§ **What is expected**
Here the job is to transcribe the data verbatim while leaving each picture out.

§ **Listed records**
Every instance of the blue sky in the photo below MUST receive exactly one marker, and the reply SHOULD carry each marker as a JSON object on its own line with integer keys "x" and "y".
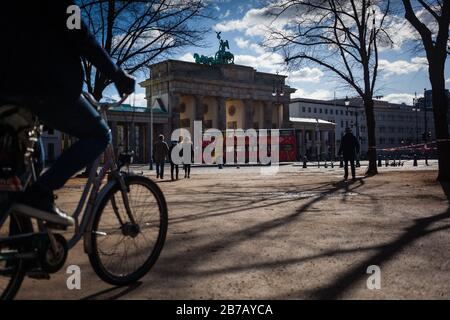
{"x": 402, "y": 71}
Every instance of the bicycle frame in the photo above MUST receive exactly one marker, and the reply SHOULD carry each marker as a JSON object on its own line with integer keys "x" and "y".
{"x": 92, "y": 195}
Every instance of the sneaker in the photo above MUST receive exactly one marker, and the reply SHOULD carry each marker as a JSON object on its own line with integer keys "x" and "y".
{"x": 39, "y": 203}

§ **Solution to the exercise**
Every instance of the blue sky in the photo below MUST receive exactly one marker, and the reply SHOULD carry each marker as a JSON object on its own line with integer keys "x" and "y".
{"x": 402, "y": 71}
Every instance of the bicycle frame in the photo above MUST receive exactly one marker, and the reply SHOULD carry each marker as a JSON object on its own line with integer keys "x" and "y".
{"x": 92, "y": 195}
Every instance of the sneaker in the photo above MUST receive exactly one marker, and the reply SHOULD carry each marker as a JSON object on its own line with integer keys "x" and "y".
{"x": 39, "y": 203}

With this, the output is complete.